§ **PASSAGE**:
Cleaning And First Aid For Your Your Cat's Ears:
Clean your cat's ears routinely, at least once a week. Cleaning the ears is a relatively easy task provided that you take a few simple precautions. You may require an assistant to hold the cat for you, and you should use cotton-tipped swabs dipped in baby oil - never use alcohol or any other solvent.
The ear canal is "L" shaped, going straight down and then turning in toward the head; at the end of the "L" is the eardrum. To clean the ear, hold the ear flap (or pinna) straight up above the head and gently place the cotton tipped swab into the canal in a vertical position; that is, facing down toward the floor. This way the swab cannot enter far enough into the canal to harm the eardrum.
Using a very gentle motion, clean out the wax and debris from the ear folds and crevices. If there's heavy brown debris in the ears, or if the cat scratches at the ears or tilts his head persistantly to one side, call your veterinarian.

§ **DATA SUPPLIED**:
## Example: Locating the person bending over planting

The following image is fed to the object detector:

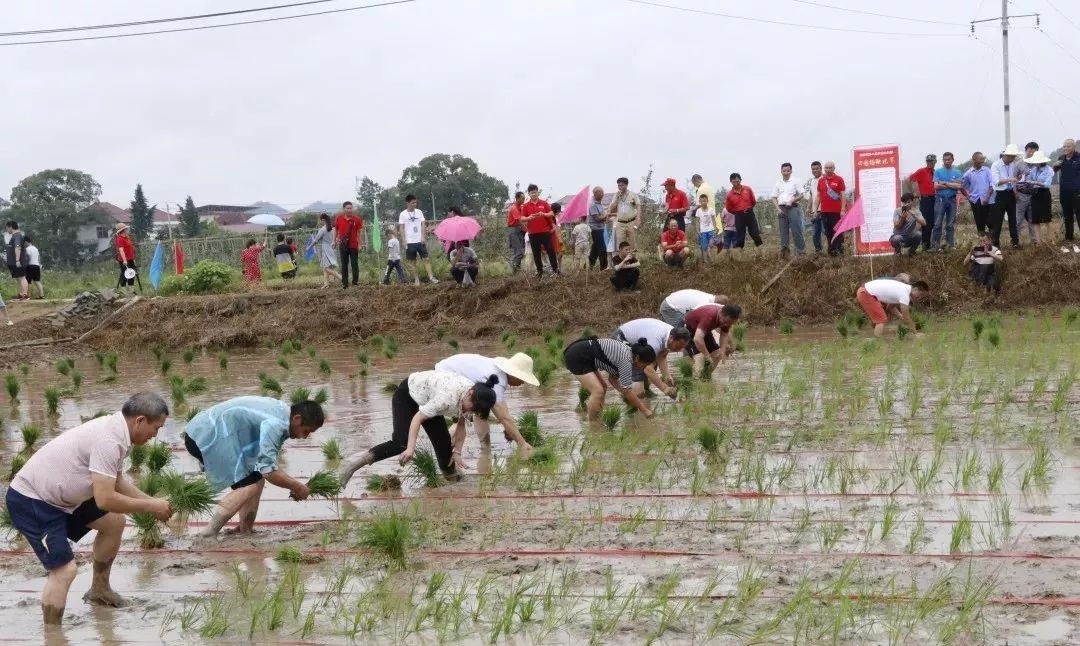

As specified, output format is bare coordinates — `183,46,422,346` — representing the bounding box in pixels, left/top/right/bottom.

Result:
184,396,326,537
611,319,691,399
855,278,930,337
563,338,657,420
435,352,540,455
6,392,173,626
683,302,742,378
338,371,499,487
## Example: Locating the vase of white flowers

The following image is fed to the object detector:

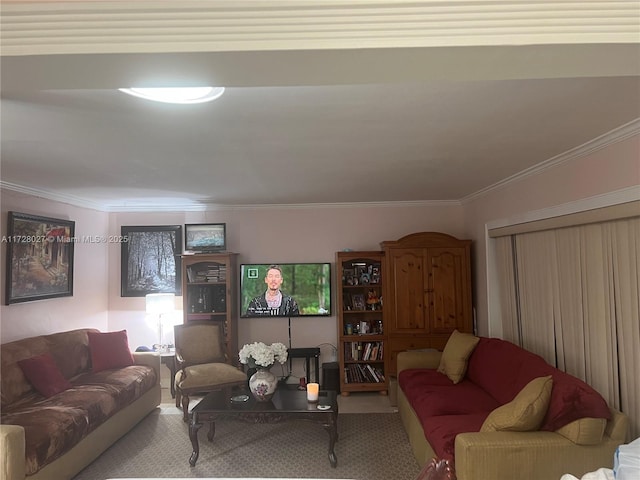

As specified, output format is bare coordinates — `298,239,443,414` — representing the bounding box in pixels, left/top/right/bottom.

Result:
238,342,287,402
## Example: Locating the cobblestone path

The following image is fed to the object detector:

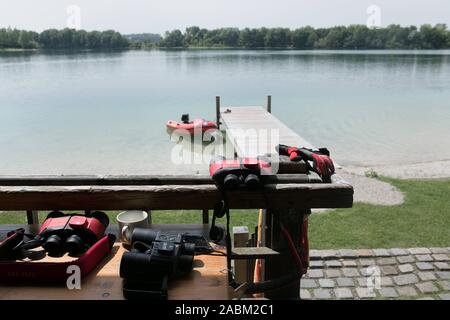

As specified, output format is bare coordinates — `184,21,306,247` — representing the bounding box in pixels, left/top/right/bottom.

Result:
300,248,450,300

==

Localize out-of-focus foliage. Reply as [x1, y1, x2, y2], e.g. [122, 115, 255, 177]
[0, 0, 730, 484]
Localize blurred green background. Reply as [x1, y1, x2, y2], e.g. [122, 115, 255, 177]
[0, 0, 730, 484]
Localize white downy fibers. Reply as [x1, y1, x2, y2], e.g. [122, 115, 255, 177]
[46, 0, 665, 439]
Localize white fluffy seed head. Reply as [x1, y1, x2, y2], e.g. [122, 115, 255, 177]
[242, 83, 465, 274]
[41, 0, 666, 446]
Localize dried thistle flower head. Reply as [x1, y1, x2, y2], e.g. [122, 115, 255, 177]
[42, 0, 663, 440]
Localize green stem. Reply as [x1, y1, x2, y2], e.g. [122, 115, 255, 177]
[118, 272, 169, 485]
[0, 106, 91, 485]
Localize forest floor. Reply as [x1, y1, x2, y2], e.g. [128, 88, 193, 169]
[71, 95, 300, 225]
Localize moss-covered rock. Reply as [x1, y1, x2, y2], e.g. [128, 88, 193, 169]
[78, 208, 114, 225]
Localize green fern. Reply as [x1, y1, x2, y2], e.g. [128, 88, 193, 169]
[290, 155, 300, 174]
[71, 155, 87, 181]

§ **TASK LIST**:
a: What does the cat ear care text say the cotton-tipped swabs should be dipped in?
b: Carry on the cat ear care text from its last sentence.
These records come from a different source than the text on cat ear care.

§ **ANSWERS BY TASK**:
a: Baby oil.

b:
First Aid For Common Ear Conditions In Your Cat:
A hot, soft, fluctuating swelling to the ear flap occurs when a blood vessel breaks and blood accumulates between the skin and the cartilage of your cat's ear. The hematoma is drained and stitched to prevent the ear from refilling with blood. Corticosteroids may also be used.
The tips of your cat's ears are most at risk of frostbite. If your cat has been exposed to prolonged cold, dab the ears with lukewarm water. Do not rub them - that will only make them itchier.
Cats with white coats are most prone to sunburn, especially in sunny regions. They are also susceptible to skin cancer on their ear tips. Apply a sunblock of SPF 30 or more before letting your cat out in direct sunlight for prolonged periods.